__Task to complete__. Continue the car forum thread below from the point where it stops.

__Text shown__.
==*==

Electric fans are not getting a signal from the computer will have to get manual switches, gas gauge reads almost full with 2 gallons( autometer) speedo not working
Tach works, plenty of oil pressure, electrical is charging stong, temp right about 185-190 idling with the fans running.
Suspension is WAAAYY to low(new springs already ordered)
and she goes- 5.7l fuel injection purrs at idle and gets up and moves when a little foot pressure is applied -OMG WTF BBQ 
Its been a long time but well worth it. I'll get some video up when we get some nice weather.


----------



## Eric Animal (Oct 28, 2007)

CONGRATULATIONS !!!! Crusty!....there is always a little tweaking to do......:cheers:cheers:cheers....I am hoping to "be in diapers" by the end of summer!! PICS PICS PICS !! Eric


----------



## jetstang (Nov 5, 2008)

Congrats!! Should be a fun summer! Waiting for the videos.


----------



## BearGFR (Aug 25, 2008)

Congrats Crusty!

Bear


----------



## MaL (Jun 12, 2008)

Hell yeah! I'm months away... and jealous! 

CONGRATS!


----------



## Instg8ter (Sep 28, 2010)

Congrats Crusty, enjoy the fruits of your labor, i know i am thinking about pulling mine out under its own power soon, great when your vision takes shape and you can feel it in the seat of your pants.....:cheers


----------



## 66tempestGT (Nov 28, 2009)

arty: its always something!:cheers


----------



## geeteeohguy (Feb 2, 2008)

==*==

__Provided data__.
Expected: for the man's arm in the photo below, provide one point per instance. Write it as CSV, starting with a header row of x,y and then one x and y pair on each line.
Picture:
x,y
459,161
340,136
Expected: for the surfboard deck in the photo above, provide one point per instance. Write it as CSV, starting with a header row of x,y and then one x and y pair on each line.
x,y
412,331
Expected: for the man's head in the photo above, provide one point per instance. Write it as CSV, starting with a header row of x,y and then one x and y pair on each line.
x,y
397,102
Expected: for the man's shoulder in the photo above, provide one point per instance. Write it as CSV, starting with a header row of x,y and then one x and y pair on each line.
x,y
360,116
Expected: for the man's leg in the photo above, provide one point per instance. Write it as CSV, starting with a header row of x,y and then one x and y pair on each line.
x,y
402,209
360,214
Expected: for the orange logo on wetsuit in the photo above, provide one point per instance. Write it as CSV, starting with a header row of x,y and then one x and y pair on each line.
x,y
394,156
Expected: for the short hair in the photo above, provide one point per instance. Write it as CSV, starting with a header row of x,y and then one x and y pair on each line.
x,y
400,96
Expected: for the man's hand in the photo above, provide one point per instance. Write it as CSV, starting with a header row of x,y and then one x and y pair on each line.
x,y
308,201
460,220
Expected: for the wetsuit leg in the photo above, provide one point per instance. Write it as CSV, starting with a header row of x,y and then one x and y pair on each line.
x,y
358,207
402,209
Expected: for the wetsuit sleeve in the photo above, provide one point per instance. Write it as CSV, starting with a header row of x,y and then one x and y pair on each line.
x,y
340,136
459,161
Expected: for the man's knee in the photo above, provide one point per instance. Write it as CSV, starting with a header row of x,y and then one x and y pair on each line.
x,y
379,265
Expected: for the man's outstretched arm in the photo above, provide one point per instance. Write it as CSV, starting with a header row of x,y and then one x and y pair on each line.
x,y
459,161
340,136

==*==

__Response to this task__.
Congrats, Crusty, and the others said it: there's always a bug or two, especially with a "scratch build" like yours. It'll all come together great. Can't wait to see (and hear) it!! 
Jeff


----------



## GTO JUDGE (May 14, 2005)

I know the feeling........ arty: :cheers


----------



## Too Many Projects (Nov 15, 2008)

Been a long time coming........it's gotta feel great......:cool

On the fans, something in the wiring isn't sending the signal to the computer. Find that and fix it. Relying on yourself to watch the gauge and turn the fans on manually doesn't work well. It's most likely something minor. Check on LS1.com for troubleshooting. After all this time and work it isn't worth burning up the engine.

Then ya gotta send pics to the car mags, especially of all the custom cf parts....:cheers


----------



## Latino277 (Apr 21, 2011)

All I can say is WOW! I joined this site to do some research before I buy my 1st GTO/Le Mans and your threads have motivated me to hurry up and buy. Enjoy your toy!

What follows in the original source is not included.